- _OBJECTIFS_:
• a. Modifiez un passage de l'article sur Mario Stasi en remplaçant « propos haineux » par « discours haineux ». Commencez aux mots qui contiennent « Le conflit entre » et arrêtez-vous après « Stasi, son président. ».
• b. Sélectionnez chaque ligne des enregistrements qui contient la chaîne « light », en tenant compte de la casse.

- _TEXTE DU DOCUMENT_:
* * * * *
Mario Stasi DÉFENSEUR de L’UNIVERSALISME RÉPUBLICAIN

DEPUIS PRESQUE SEPT ANS, MARIO STASI PRÉSIDE
AUX ACTIONS DE LA LICRA, LIGUE INTERNATIONALE CONTRE LE RACISME ET L’ANTISÉMITISME, QUI FAIT AUTORITÉ DANS CE DOMAINE. DEPUIS SON ÉLECTION, IL A DÛ AFFRONTER DES DÉFIS GRANDISSANTS POUR PROMOUVOIR
LA TOLÉRANCE DANS UNE SOCIÉTÉ FRANÇAISE DE PLUS EN PLUS FRACTURÉE PAR DES DÉBATS SUR L’IDENTITÉ NATIONALE, LA LAÏCITÉ, ET LA MONTÉE DES EXTRÉMISMES ET LE COMMUNAUTARISME. UN TRAVAIL PLUS QUE JAMAIS NÉCESSAIRE AUJOURD’HUI, AU REGARD DU CONTEXTE ACTUEL MARQUÉ PAR LA GUERRE ENTRE ISRAËL ET LE HAMAS, ET LA FLAMBÉE DES ACTES ANTISÉMITES.

Par Karine Casalta

Le conflit entre Israël et le Hamas survient en France dans un contexte sociétal déjà tendu, et a déclenché de vives réactions et une prolifération d’actes antisémites inédite depuis la Seconde Guerre mondiale. Devant le déferlement de propos haineux qui sont à déplorer, les actions de la Licra pour les contrer et lutter contre ceux qui les portent, revêtent plus que jamais une importance cruciale. Un combat politique, éthique et républicain indispensable pour Mario Stasi, son président.

HOMME DE CONVICTION
Né en 1968, cet ardent défenseur des droits de l’homme, de la tolérance et de la justice sociale n’a eu de cesse depuis son élection de travailler à sensibiliser le public aux problèmes liés aux discriminations, à promouvoir l’éducation à la tolérance et à défendre les droits des victimes. Avocat pénaliste de formation, Mario Stasi a démarré sa carrière professionnelle auprès du célèbre pénaliste Olivier Metzner avant de s’associer à son père, lui- même avocat puis de fonder par la suite avec Sophie Obadia, le cabinet Obadia & Stasi. Dans le même temps, tenté par l’aventure politique, il débute son parcours militant dans les années 90 au sein du mouvement centriste CDS puis UDF. Plusieurs fois candidat, notamment aux élections municipales en 2001 à Paris en tant que tête de liste de Philippe Seguin dans le 3e arrondissement, il s’engage par la suite aux côtés de François Bayrou jusqu’à la campagne présidentielle de 2007. Homme de conviction, avec un sens de l’engagement public chevillé au corps, il rejoint la Licra en 2008 pour se consacrer à la lutte contre le racisme et l’antisémitisme, et toutes les discriminations. En tant que simple avocat tout d’abord, pour défendre et assister les victimes partout en France, puis en tant que responsable de la commission juridique par la suite. Élu au poste de premier vice-président en 2016, il devient statutairement président de l’organisation en novembre 2017 après la démission de son prédécesseur Alain Jakubowicz, et sera successivement réélu, sans quelconque opposition en 2019 et 2022. Un engagement totalement bénévole, «qui, dit-il, prend une vraie part de mon existence et de ma vie» et qu’il mène de front avec sa profession d’avocat. Une profession qui l’a d’ailleurs souvent conduit en Corse. Il y retrouve ses origines (par son arrière-grand-mère bastiaise), et ses souvenirs heureux de camping en famille, dans la vallée de l’Asco et à Piana.
* * * * *
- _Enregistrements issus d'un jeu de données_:
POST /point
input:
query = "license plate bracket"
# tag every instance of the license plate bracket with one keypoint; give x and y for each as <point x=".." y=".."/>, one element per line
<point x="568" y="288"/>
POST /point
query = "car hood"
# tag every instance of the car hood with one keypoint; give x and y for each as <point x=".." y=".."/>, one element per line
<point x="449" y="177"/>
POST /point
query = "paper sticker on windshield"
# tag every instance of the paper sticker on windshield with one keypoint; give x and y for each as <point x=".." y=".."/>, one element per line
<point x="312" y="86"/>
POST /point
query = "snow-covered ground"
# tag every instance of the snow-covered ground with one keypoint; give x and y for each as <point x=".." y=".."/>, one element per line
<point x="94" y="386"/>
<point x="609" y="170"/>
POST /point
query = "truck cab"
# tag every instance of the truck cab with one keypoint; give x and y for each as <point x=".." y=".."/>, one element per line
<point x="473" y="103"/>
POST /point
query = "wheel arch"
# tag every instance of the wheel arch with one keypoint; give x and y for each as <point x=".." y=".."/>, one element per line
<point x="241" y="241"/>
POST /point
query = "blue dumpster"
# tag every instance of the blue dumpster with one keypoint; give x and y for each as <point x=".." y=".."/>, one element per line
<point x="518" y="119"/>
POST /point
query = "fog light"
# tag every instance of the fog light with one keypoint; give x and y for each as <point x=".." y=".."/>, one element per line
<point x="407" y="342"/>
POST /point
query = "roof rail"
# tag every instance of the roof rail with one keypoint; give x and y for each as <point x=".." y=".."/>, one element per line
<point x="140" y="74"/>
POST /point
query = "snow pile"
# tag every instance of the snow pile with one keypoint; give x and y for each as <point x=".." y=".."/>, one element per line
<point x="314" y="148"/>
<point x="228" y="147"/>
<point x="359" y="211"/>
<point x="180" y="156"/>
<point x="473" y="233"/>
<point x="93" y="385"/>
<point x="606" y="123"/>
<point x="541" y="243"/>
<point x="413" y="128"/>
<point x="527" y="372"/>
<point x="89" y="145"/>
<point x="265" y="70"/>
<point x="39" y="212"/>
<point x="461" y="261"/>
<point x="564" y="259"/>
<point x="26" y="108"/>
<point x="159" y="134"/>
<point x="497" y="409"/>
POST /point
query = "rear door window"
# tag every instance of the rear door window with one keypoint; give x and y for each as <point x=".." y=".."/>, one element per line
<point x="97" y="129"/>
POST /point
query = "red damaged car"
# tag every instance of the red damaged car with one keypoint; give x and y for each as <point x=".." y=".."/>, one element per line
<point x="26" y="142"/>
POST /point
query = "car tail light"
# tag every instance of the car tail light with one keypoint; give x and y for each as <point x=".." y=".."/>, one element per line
* * * * *
- _RÉSULTATS_:
• a.
Le conflit entre Israël et le Hamas survient en France dans un contexte sociétal déjà tendu, et a déclenché de vives réactions et une prolifération d’actes antisémites inédite depuis la Seconde Guerre mondiale. Devant le déferlement de discours haineux qui sont à déplorer, les actions de la Licra pour les contrer et lutter contre ceux qui les portent, revêtent plus que jamais une importance cruciale. Un combat politique, éthique et républicain indispensable pour Mario Stasi, son président.

• b.
query = "fog light"
# tag every instance of the fog light with one keypoint; give x and y for each as <point x=".." y=".."/>, one element per line
query = "car tail light"
# tag every instance of the car tail light with one keypoint; give x and y for each as <point x=".." y=".."/>, one element per line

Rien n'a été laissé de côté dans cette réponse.